Records in a dataset
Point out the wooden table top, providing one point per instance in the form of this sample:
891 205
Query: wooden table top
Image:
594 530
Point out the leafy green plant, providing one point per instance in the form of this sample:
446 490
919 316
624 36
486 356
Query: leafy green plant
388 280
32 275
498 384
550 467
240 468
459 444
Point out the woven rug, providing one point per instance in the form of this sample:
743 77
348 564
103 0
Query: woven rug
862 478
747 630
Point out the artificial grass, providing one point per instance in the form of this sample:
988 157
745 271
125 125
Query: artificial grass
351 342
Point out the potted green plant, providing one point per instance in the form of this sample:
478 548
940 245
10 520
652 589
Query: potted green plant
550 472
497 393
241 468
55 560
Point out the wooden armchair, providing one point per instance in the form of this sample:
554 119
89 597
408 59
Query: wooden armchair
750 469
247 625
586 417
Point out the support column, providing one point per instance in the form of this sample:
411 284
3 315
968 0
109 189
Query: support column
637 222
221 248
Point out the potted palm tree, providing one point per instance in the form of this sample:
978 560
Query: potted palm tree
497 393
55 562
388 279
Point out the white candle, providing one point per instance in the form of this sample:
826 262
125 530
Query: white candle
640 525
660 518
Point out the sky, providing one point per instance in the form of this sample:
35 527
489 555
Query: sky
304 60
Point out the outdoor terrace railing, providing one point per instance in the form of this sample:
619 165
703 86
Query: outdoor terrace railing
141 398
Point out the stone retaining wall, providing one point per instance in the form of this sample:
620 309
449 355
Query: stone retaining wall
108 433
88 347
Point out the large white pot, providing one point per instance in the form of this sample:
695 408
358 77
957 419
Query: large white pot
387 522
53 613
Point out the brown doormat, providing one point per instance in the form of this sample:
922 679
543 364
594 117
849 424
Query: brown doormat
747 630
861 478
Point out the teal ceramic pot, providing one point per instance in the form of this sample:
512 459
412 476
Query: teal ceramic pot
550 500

§ **Task requirements**
Rewrite all the rows above as a JSON list of strings, with one string per line and no blank lines.

§ **Solution to this exercise**
[
  "Point out the wooden table top, providing one point per instance in the form of this sample:",
  "891 205",
  "Query: wooden table top",
  "Image:",
  "594 530",
  "Point out the leafy green plant, providing one point per instance in the form of this sample:",
  "446 490",
  "919 316",
  "624 36",
  "486 356",
  "Query: leafy green plant",
  "388 280",
  "32 275",
  "498 384",
  "550 467",
  "240 468",
  "459 444",
  "Point out the woven rug, providing one point per instance in the form of this sample:",
  "743 77",
  "348 564",
  "103 0",
  "Query: woven rug",
  "862 478",
  "747 630",
  "Point out the artificial grass, providing one point per instance in the form of this sample:",
  "988 157",
  "745 271",
  "125 125",
  "Query: artificial grass",
  "351 342",
  "Point out the potted green plant, providing one point per instance in the form of this sample:",
  "478 548",
  "940 245",
  "10 520",
  "652 589",
  "Query: potted green plant",
  "550 472",
  "497 393",
  "241 468",
  "55 560",
  "Point out the wooden armchair, providing one point per instance in the form of this sample:",
  "554 119",
  "89 597",
  "408 59",
  "Query: wooden armchair",
  "750 469",
  "247 625",
  "586 417",
  "Point out the support column, providing one point per instance in the form of this sample:",
  "411 284",
  "3 315",
  "968 0",
  "109 189",
  "Query: support column",
  "637 222",
  "221 248",
  "Point out the potted palm tree, providing one point per instance in the form of this sample:",
  "978 560",
  "Query: potted palm tree",
  "497 393",
  "55 562",
  "388 279",
  "Point out the white candle, providing one point per instance in the form of this sample:",
  "826 262",
  "125 530",
  "Query: white candle",
  "640 525",
  "660 518",
  "Point out the sky, providing one point per instance in the form of this sample:",
  "35 527",
  "489 555",
  "Query: sky",
  "304 60",
  "Point out the outdoor terrace railing, providing one point per instance in the form of this sample:",
  "619 165",
  "703 86",
  "Query: outdoor terrace railing",
  "141 398",
  "Point out the stone retaining wall, providing one point per instance in the form of this sample:",
  "620 309",
  "449 355",
  "Query: stone retaining wall",
  "108 433",
  "88 347",
  "Point out the large white pot, providing one point per instance in the form of this sample:",
  "695 408",
  "358 77",
  "957 419",
  "Query: large white pot",
  "387 522",
  "53 613",
  "Point out the brown doormat, providing one point per instance in the form of this sample:",
  "922 679",
  "543 364",
  "594 117",
  "849 424",
  "Query: brown doormat",
  "747 630",
  "861 478",
  "Point out the teal ceramic pot, providing one point per instance in the form of this sample:",
  "512 459",
  "412 476",
  "Query: teal ceramic pot",
  "550 500"
]